→ **LEESTEKST**:
══════
5. In het primaire besluit heeft verweerder het handhavingsverzoek afgewezen. Hierbij heeft verweerder zich, voor zover voor het geschil van belang, op het standpunt gesteld dat geen sprake is van een gronddepot maar van de aanleg van een (tweede) zogenaamde spottershill. Voor het gebied waarin het perceel is gelegen, geldt het bestemmingsplan “Buitengebied 1996” en het perceel heeft hierin de bestemming “Vliegveld”. Nu de spottershill een directe relatie heeft met het vliegveldterrein, is de aanleg van de spottershill niet in strijd met dit bestemmingsplan, aldus verweerder. Wegens het ontbreken van een overtreding heeft verweerder zich niet bevoegd geacht om handhavend op te treden en het verzoek daarom afgewezen.
Afbakening van het voorliggende geschil / bevoegdheid voorzieningenrechter
6. In het bezwaarschrift heeft verzoekster aangevoerd dat de aanleg van de spottershill niet alleen in strijd is met het bestemmingsplan “Buitengebied 1996” maar dat dit tevens in strijd is met artikel 1.1 van de Wet milieubeheer (hierna: Wm) en het Besluit bodemkwaliteit.
De voorzieningenrechter overweegt hierover dat de rechtbank niet bevoegd is om te oordelen over handhavingsbesluiten die betrekking hebben op de Wm en de Wet bodembescherming, waarop het Besluit bodemkwaliteit is gebaseerd. De Afdeling is in eerste (en enige) aanleg bevoegd hierover te oordelen. Dit volgt uit artikel 2 van bijlage 2 bij de Awb. Gelet op het bepaalde in artikel 8:81, eerste lid, van de Awb is daarom de voorzieningenrechter niet bevoegd om verzoeken om voorlopige voorziening met betrekking tot dergelijke besluiten te beoordelen. Daartoe is enkel de voorzieningenrechter bij de Afdeling bevoegd.
══════
→ **VASTGELEGDE GEGEVENS**:
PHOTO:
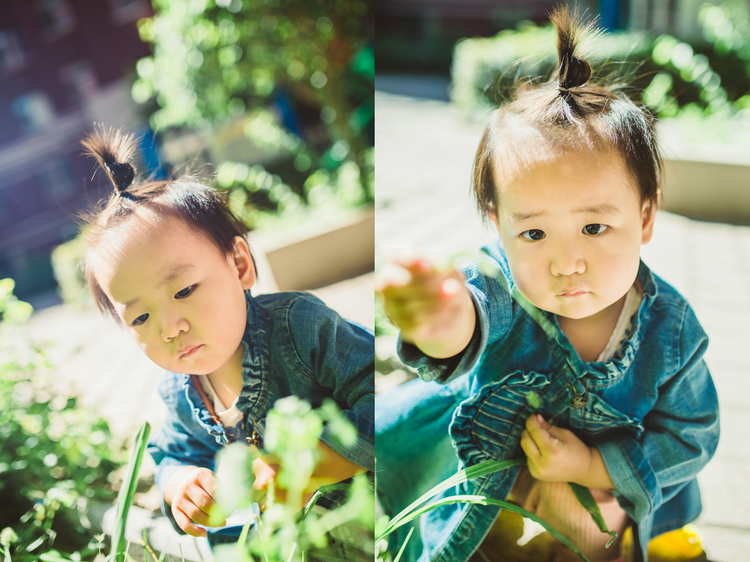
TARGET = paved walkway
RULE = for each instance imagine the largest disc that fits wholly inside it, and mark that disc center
(423, 161)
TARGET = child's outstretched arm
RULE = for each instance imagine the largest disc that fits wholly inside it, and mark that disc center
(432, 307)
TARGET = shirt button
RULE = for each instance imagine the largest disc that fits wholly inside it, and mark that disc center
(579, 401)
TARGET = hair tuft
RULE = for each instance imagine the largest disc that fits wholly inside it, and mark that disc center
(112, 149)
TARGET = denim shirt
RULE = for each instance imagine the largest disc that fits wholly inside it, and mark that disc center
(294, 345)
(651, 410)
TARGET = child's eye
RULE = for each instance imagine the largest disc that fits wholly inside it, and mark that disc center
(594, 229)
(140, 320)
(533, 234)
(186, 292)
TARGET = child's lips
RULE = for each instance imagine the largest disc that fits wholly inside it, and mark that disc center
(188, 350)
(573, 292)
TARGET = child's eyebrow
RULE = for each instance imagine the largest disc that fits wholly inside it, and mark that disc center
(518, 217)
(173, 274)
(600, 209)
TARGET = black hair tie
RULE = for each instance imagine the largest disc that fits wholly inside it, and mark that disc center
(122, 175)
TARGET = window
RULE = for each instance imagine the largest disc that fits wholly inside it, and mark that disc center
(13, 52)
(124, 11)
(57, 179)
(34, 111)
(57, 17)
(80, 80)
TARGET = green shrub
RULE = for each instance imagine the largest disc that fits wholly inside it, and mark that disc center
(66, 265)
(292, 432)
(671, 77)
(55, 457)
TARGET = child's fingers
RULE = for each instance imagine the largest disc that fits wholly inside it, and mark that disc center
(183, 522)
(529, 446)
(538, 433)
(207, 480)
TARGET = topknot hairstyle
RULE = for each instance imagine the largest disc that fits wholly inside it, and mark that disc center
(186, 199)
(567, 113)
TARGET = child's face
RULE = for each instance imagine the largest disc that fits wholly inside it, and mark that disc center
(572, 229)
(181, 299)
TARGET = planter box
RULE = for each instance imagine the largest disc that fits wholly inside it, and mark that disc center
(707, 169)
(711, 191)
(316, 255)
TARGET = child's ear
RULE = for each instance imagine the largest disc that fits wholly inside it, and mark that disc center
(243, 261)
(493, 218)
(648, 215)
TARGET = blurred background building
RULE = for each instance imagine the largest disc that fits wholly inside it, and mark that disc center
(64, 64)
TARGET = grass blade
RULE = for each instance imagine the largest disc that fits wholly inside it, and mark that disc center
(589, 504)
(127, 491)
(480, 469)
(403, 546)
(482, 500)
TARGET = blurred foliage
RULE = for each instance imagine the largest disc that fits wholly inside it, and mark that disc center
(67, 259)
(295, 78)
(673, 78)
(293, 429)
(55, 458)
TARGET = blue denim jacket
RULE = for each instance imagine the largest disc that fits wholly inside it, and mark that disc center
(651, 410)
(294, 345)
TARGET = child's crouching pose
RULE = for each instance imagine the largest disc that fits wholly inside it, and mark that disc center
(170, 262)
(560, 308)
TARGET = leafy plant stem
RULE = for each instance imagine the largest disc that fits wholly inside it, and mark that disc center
(480, 469)
(127, 492)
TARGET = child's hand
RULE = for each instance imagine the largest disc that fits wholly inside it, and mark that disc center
(554, 454)
(190, 493)
(432, 307)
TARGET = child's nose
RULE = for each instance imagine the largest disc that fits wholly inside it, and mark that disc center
(172, 326)
(566, 259)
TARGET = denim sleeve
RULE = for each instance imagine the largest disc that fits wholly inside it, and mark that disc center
(681, 431)
(340, 356)
(174, 445)
(494, 309)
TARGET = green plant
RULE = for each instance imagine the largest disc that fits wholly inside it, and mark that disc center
(420, 505)
(294, 78)
(127, 491)
(672, 77)
(56, 457)
(282, 533)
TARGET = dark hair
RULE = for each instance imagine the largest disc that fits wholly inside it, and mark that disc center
(563, 113)
(186, 199)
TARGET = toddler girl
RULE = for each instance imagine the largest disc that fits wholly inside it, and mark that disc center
(169, 261)
(559, 307)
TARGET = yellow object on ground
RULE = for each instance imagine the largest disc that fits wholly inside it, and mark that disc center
(680, 545)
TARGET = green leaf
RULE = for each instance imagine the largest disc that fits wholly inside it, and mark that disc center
(127, 492)
(589, 504)
(403, 546)
(480, 469)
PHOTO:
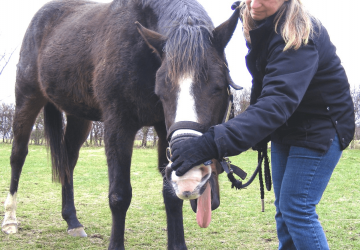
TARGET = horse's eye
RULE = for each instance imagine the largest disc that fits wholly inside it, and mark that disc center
(216, 90)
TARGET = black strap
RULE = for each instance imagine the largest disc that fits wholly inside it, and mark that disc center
(262, 155)
(185, 125)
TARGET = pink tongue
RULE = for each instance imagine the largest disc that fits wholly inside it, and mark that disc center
(203, 213)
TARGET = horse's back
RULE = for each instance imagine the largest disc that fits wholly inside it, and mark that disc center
(56, 58)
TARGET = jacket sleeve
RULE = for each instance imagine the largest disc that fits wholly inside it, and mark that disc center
(287, 77)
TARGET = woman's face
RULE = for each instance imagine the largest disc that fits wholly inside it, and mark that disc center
(261, 9)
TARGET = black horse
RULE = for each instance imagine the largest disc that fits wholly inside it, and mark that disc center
(98, 62)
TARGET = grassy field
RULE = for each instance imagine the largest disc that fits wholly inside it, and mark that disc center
(237, 224)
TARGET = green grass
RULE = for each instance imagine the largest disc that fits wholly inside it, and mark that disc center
(237, 224)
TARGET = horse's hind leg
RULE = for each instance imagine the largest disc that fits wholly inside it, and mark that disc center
(173, 205)
(77, 130)
(26, 111)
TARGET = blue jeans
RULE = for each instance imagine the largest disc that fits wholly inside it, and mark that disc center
(300, 176)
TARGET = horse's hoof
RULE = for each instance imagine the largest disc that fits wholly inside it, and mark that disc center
(10, 228)
(77, 232)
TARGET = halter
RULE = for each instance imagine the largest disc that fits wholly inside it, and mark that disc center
(229, 168)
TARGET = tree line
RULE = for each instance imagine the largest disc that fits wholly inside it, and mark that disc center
(146, 136)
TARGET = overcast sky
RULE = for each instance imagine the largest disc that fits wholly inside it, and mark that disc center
(339, 17)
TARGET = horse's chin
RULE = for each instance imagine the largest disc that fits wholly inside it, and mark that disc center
(199, 185)
(192, 184)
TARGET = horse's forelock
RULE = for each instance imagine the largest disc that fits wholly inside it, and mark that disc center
(188, 28)
(186, 52)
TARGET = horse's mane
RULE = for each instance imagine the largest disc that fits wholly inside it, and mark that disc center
(188, 28)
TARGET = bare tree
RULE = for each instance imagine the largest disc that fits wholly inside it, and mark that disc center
(355, 94)
(4, 60)
(6, 119)
(97, 133)
(37, 135)
(145, 132)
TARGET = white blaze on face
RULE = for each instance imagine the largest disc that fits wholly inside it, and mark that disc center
(187, 187)
(185, 108)
(10, 225)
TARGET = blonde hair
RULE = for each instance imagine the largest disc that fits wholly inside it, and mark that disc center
(296, 29)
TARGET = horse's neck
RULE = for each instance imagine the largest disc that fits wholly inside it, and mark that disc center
(172, 13)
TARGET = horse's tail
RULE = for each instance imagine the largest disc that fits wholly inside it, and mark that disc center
(54, 134)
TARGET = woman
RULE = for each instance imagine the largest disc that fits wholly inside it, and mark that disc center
(300, 100)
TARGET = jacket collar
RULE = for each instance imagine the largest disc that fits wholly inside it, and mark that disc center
(262, 31)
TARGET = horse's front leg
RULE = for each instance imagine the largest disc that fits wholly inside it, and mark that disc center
(173, 204)
(175, 227)
(77, 130)
(118, 147)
══════
→ **OPDRACHTEN**:
**A)** Noem alle wetsartikelen die in de tekst over de spottershill worden aangehaald.
**B)** Schrijf de tekst over de spottershill verder vanaf het punt waar deze ophoudt.
De lijst speelt hierbij geen enkele rol.

→ **ANTWOORDEN PER OPDRACHT**:
**A)**
- artikel 1.1 van de Wet milieubeheer
- artikel 2 van bijlage 2 bij de Awb
- artikel 8:81, eerste lid, van de Awb

**B)**
In het verzoekschrift verwijst verzoekster enkel naar het handelen in strijd met bestemmingsplan “Buitengebied 1996”. Gelet hierop hoeft de voorzieningenrechter het verzoek niet gedeeltelijk (voor zover dit zou zien op de Wm en het Besluit bodemkwaliteit) door te zenden naar de voorzieningenrechter van de Afdeling.
Beoordeling van het geschil
7. De bestemming van het perceel was voorheen geregeld in bestemmingsplan “Buitengebied 1996”. De bestemming van het perceel was vervolgens geregeld in het opvolgende bestemmingsplan “Voormalige vliegbasis Twente- Midden” en had daarin de bestemming “Agrarisch met waarden”. Door de vernietiging van dit bestemmingsplan door de Afdeling is bestemmingsplan “Buitengebied 1996” herleefd. Dit is tussen partijen niet in geschil.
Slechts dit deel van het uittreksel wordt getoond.